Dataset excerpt
● ● ● ● ● ● ●

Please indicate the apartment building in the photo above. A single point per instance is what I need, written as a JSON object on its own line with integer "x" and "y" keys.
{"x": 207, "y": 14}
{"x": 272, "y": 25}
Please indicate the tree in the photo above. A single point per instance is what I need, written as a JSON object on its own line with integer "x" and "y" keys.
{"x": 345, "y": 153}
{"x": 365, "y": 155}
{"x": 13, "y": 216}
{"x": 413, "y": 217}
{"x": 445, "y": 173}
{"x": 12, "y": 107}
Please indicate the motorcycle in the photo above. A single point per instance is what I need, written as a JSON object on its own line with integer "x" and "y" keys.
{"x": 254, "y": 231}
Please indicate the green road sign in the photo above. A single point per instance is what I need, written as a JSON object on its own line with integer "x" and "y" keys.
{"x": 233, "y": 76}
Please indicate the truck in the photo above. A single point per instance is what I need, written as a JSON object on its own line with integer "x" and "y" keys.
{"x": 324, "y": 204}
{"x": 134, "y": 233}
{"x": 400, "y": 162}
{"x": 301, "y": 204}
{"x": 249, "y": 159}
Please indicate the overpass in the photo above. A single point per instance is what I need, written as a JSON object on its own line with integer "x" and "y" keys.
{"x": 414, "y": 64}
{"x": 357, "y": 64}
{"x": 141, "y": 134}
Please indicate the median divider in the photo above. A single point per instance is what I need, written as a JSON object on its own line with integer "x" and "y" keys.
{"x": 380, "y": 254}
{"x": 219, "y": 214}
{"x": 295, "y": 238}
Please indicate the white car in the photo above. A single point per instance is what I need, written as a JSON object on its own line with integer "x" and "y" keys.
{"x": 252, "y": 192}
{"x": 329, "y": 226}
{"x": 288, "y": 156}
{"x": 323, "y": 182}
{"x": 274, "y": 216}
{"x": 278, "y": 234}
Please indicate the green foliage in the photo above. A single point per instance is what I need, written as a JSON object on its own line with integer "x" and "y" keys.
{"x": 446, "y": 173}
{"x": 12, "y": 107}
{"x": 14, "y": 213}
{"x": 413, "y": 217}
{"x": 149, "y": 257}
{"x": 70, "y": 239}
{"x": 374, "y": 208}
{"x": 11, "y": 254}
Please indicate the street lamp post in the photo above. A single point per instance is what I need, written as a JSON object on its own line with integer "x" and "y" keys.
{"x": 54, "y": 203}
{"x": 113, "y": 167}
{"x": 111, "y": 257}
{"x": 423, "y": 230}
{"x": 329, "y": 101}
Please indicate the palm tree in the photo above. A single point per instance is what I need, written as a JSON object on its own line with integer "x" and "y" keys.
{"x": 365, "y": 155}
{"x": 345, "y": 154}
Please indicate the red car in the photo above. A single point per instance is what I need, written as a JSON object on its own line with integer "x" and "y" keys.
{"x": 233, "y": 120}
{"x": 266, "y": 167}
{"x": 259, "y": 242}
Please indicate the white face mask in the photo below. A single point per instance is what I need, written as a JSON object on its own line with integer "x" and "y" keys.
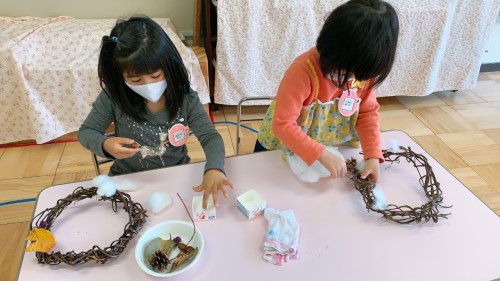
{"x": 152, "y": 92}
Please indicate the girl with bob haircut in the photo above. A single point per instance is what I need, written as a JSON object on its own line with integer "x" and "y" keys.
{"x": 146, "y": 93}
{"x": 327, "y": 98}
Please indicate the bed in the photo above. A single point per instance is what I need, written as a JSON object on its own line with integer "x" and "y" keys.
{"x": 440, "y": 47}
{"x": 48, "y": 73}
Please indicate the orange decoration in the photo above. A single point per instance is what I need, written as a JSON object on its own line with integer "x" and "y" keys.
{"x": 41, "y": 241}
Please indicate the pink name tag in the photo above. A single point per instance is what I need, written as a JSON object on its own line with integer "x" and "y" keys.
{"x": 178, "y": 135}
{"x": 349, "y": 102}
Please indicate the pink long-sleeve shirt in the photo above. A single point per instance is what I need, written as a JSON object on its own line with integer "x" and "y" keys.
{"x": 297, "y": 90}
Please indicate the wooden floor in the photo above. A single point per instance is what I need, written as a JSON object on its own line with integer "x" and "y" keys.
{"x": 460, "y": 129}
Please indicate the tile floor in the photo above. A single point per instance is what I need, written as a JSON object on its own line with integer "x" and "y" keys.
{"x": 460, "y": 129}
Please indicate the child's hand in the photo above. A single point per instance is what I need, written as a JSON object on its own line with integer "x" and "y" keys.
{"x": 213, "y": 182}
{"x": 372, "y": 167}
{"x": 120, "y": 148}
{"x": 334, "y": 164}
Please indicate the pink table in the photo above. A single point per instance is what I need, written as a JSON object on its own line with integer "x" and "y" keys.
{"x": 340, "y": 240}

● ● ● ● ● ● ●

▸ **WHAT YOU HAVE TO DO**
Every entry above is to be set down exactly; the pictures are to be left out.

▸ **REPLY**
Please indicate the apartment building in the photo above. A single point per instance is what I need, written as a JSON object on its own line with integer "x" and "y" keys.
{"x": 207, "y": 14}
{"x": 272, "y": 25}
Please indicate the tree in the photo above. A single point per instance is what I need, written as a JSON object on its own line with integer "x" and "y" keys.
{"x": 345, "y": 153}
{"x": 365, "y": 155}
{"x": 13, "y": 216}
{"x": 413, "y": 217}
{"x": 445, "y": 173}
{"x": 12, "y": 107}
Please indicate the motorcycle in the photo above. A single point per instance is what I need, written as a JSON object on its own line with integer "x" and "y" keys.
{"x": 254, "y": 231}
Please indicate the green road sign in the photo above. A single point per instance is what I need, written as a JSON object on its own line with integer "x" and "y" keys.
{"x": 233, "y": 76}
Please indicate the truck in the photo above. A single point per instance is what I need, written as a JSON object on its own line with integer "x" and "y" keys.
{"x": 324, "y": 204}
{"x": 134, "y": 233}
{"x": 400, "y": 162}
{"x": 301, "y": 204}
{"x": 249, "y": 159}
Please indicate the overpass in the photo above. A single point per instance is what I need, written as a JSON object on its own line with integer "x" and "y" keys.
{"x": 414, "y": 64}
{"x": 357, "y": 64}
{"x": 141, "y": 134}
Please indicate the median divider in the photo above. A single point per instance is what I need, written as a JSON object on its own line with integer "x" and "y" keys.
{"x": 380, "y": 254}
{"x": 219, "y": 214}
{"x": 295, "y": 238}
Please indicate the white car in the photo above. A single point per instance is what I need, written as a JSON object on its own line with integer "x" and "y" keys.
{"x": 252, "y": 192}
{"x": 329, "y": 226}
{"x": 288, "y": 156}
{"x": 323, "y": 182}
{"x": 274, "y": 216}
{"x": 278, "y": 234}
Please indicate the green foliage in the photo above. A single point per instance is what I need, written as a JSON object on its own line with integer "x" and "y" keys.
{"x": 446, "y": 173}
{"x": 12, "y": 107}
{"x": 14, "y": 213}
{"x": 413, "y": 217}
{"x": 149, "y": 257}
{"x": 70, "y": 239}
{"x": 374, "y": 208}
{"x": 11, "y": 254}
Please indicate the street lamp post in the photo above. A single point per instance is what I need, written as a JSON object on its own line with integer "x" and "y" keys.
{"x": 54, "y": 203}
{"x": 113, "y": 167}
{"x": 111, "y": 257}
{"x": 423, "y": 230}
{"x": 329, "y": 101}
Please indicate the palm tree in the photo above. A single point per instance is what I need, written as a JSON object on its own line with integer "x" and "y" keys.
{"x": 365, "y": 155}
{"x": 345, "y": 154}
Please indicate the red car in the photo above. A single point per instance is what I need, written as a JSON object on its own line with integer "x" and "y" keys.
{"x": 233, "y": 120}
{"x": 266, "y": 167}
{"x": 259, "y": 242}
Please indicate the white face mask in the photo below. A single point per instance is what I need, written as a JSON object on its own line with integer "x" and "y" keys.
{"x": 152, "y": 92}
Please indicate the girl with bob haircut in the photo above. A single point per instance is what I need, written as a JSON object on its own line with integer "x" and "y" keys.
{"x": 146, "y": 93}
{"x": 327, "y": 98}
Please indicate the bed in the photo above. A single point per instance is what I need, written as a JSON object on its own line with integer "x" and "y" keys.
{"x": 440, "y": 47}
{"x": 48, "y": 73}
Please indicate the orange decoration in the photo above. A single point per instance is what I need, written as a JSON object on its own line with integer "x" and "y" keys.
{"x": 41, "y": 241}
Please indicate the pink name tag in the photo above. A single point per instance is what I need, written as a JSON object on its own line with integer "x" and "y" keys.
{"x": 178, "y": 135}
{"x": 349, "y": 102}
Please indicate the pink long-sleeve shirt in the photo above. A single point per instance is what I need, written as a JSON object on its own line with integer "x" and "y" keys.
{"x": 297, "y": 90}
Please indicate the wooden floor in the photo above. A single point per instance is what I need, written as a JSON object on its own line with integer "x" and "y" keys.
{"x": 460, "y": 129}
Please indicate the tile floor in the photo above. A single point per instance is what I need, written as a JSON object on its own line with integer "x" and "y" keys.
{"x": 460, "y": 129}
Please indicate the child's hand in the photo above. A single point per instance is what I need, written as a JSON object on its own line with integer "x" and "y" keys.
{"x": 213, "y": 182}
{"x": 372, "y": 167}
{"x": 120, "y": 148}
{"x": 334, "y": 164}
Please indicate the pink table in the photo above. A single point per instance is what I need, written as a JSON object on its own line with integer "x" and "y" keys.
{"x": 340, "y": 240}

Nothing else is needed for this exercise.